╭─ Testo da esaminare

L’ultimo discorso sullo stato dell’unione del presidente guarda al futuro. 4 i temi chiave: l’economia, l’innovazione, la leadership degli USA nel mondo e la politica interna.
Si è svolto lo scorso martedì 12 gennaio, alle 21, il discorso del presidente in carica Barak Obama sullo stato dell’Unione, davanti al Congresso e all’intero paese. Questo è stato l’ultimo della sua carriera da presidente, che dopo 8 anni di carica e un doppio mandato, non può più essere eletto secondo il XXII emendamento della Costituzione statunitense.
Lo Stato dell’Unione è una relazione tenuta, tipicamente ogni anno, dal presidente degli Stati Uniti al Congresso convocato a sezioni unite. La relazione, che un tempo veniva trasmessa per iscritto ma che tramite i mass media si è trasformato in un evento da seguire on real time, non solo riporta quelle che sono le condizioni attuali del paese ma consente al Presidente di presentare la propria agenda politica (per la quale necessita della cooperazione legislativa del Congresso) e fissare le priorità nazionali. In questa occasione particolare, lo speach è stato visto da molti commentatori come il lascito di Obama, che è al suo ultimo mandato.

╰─

Compito 1
Traduci in inglese questa frase del testo sul discorso di Obama: «L’ultimo discorso sullo stato dell’unione del presidente guarda al futuro.»
Compito 2
Prosegui il testo sul discorso di Obama dopo la sua ultima frase.
Le voci non hanno alcun legame con il testo sul discorso di Obama.

╭─ Informazioni

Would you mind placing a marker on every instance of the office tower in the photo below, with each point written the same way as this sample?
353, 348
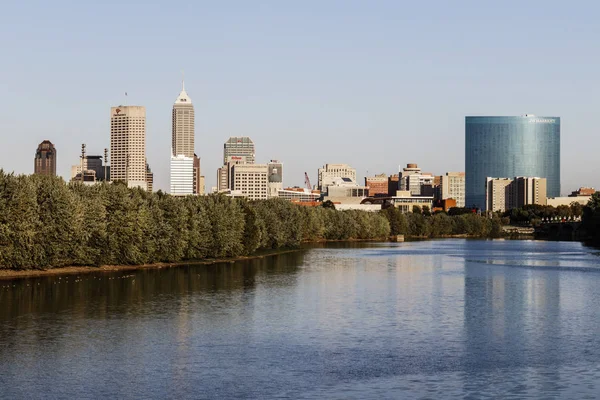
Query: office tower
275, 178
250, 179
393, 184
509, 147
497, 194
128, 145
378, 185
528, 190
90, 163
222, 178
328, 172
416, 182
182, 139
452, 186
182, 146
198, 178
44, 162
182, 175
238, 149
149, 179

╰─

Risultato 1
The president’s last State of the Union address looks to the future.

Risultato 2
La presidenza di Obama, come emerge anche nel suo discorso, è stato segnato da diverse battaglie e anche scontri con gli oppositori e il congresso, ma anche da alcuni importanti successi. La ripresa dalla crisi finanziaria e reale in primis con 14.1 milioni di posti di lavoro creati in 6 anni e un tasso di disoccupazione al 5 %, raggiunti insieme ad una diminuzione del deficit; la riforma sanitaria e in particolare l’affordable care act che ha consentito a quasi 18 milioni di Americani di ottenere una copertura sanitaria, la “rivoluzione energetica” che ha portato gli USA a più che dimezzare la loro dipendenza dalle importazioni di petrolio. E i successi in termini di politica internazionale, primo su tutti l’accordo sul nucleare con l’Iran, l’apertura con Cuba, il ruolo di leadershio nell’accordo sul clima di Parigi, nella lotta all’ebola in Africa e all’ISIS in Siria, la stipula dell’accordo commerciale TTP, accordo tra gli USA e altri 11 paesi che si affacciano sull’Oceano Pacifico.
Il presidente però, nonostante per sua stessa ammissione l’attenzione sia già fin da ora concentrata sulle prossime elezioni previste per l’8 novembre 2016, non ha voluto solamente evidenziare i successi della sua presidenza, ma anche stabilire le priorità politiche americane per il prossimo futuro e per i leader che si succederanno anche dopo il termine del suo mandato.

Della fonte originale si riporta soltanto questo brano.